▸ Requisitos del problema: Devuelve cada una de las líneas siguientes que contenga la cadena «ornate». Ten en cuenta las mayúsculas y minúsculas.

******

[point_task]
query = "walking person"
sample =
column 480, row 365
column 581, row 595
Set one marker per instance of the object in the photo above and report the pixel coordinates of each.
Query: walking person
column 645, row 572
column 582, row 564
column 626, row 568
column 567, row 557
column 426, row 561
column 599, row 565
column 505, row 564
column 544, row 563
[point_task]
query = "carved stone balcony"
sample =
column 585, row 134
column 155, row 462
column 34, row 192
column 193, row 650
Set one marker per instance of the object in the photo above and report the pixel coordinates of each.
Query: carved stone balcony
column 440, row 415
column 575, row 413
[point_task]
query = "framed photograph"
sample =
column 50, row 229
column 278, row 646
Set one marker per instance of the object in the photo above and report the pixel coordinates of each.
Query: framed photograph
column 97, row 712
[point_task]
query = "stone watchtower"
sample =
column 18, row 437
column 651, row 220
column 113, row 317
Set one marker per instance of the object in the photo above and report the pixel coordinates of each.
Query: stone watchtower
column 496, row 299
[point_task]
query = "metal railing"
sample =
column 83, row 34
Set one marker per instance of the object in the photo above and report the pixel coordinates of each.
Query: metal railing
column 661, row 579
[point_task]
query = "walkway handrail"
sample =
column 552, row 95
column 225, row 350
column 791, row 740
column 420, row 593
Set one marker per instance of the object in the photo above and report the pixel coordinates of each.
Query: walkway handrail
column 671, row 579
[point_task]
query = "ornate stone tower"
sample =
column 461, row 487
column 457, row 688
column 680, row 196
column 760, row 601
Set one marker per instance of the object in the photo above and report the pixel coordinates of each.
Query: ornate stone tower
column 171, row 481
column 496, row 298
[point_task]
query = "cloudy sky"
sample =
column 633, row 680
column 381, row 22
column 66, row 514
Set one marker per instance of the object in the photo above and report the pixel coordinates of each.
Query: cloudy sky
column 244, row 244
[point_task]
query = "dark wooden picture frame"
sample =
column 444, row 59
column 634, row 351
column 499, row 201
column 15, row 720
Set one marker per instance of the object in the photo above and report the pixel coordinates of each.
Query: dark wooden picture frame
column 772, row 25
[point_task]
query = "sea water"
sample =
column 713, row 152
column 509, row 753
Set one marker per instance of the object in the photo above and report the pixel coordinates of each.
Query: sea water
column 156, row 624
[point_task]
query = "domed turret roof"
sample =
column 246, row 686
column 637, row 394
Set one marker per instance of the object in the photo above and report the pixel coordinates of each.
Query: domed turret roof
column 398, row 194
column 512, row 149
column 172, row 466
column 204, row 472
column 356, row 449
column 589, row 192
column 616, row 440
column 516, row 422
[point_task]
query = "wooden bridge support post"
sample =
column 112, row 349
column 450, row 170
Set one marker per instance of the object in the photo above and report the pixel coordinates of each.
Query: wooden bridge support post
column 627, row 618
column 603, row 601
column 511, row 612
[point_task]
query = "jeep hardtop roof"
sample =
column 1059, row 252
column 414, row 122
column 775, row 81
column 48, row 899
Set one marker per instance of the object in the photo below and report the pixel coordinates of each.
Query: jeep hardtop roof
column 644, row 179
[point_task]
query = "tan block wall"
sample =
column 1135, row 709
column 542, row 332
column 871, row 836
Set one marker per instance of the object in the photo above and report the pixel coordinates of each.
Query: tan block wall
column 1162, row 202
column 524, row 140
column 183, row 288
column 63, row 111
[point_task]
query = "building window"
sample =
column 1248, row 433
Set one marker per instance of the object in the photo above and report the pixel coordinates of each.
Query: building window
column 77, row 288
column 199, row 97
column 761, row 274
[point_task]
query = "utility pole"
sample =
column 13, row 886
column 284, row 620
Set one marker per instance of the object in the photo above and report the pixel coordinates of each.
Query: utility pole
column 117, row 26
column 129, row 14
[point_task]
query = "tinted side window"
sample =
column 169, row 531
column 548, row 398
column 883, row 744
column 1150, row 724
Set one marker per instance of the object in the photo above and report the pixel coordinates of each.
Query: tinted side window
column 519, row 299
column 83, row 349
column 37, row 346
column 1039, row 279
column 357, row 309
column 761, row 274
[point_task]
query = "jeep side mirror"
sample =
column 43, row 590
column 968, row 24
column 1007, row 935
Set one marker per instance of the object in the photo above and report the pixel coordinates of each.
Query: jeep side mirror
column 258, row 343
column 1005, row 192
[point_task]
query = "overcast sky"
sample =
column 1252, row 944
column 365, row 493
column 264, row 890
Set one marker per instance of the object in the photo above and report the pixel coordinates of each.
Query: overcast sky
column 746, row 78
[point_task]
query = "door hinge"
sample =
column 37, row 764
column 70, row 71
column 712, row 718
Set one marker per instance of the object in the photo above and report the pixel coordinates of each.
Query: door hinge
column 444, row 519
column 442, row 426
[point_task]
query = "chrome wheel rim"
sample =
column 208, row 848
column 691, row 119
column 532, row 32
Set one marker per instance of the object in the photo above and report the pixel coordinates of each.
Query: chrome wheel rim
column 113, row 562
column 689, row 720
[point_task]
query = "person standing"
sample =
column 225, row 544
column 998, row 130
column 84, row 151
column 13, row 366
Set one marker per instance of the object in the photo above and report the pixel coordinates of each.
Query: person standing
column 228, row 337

******

▸ Resultado esperado:
query = "ornate stone tower"
Query: ornate stone tower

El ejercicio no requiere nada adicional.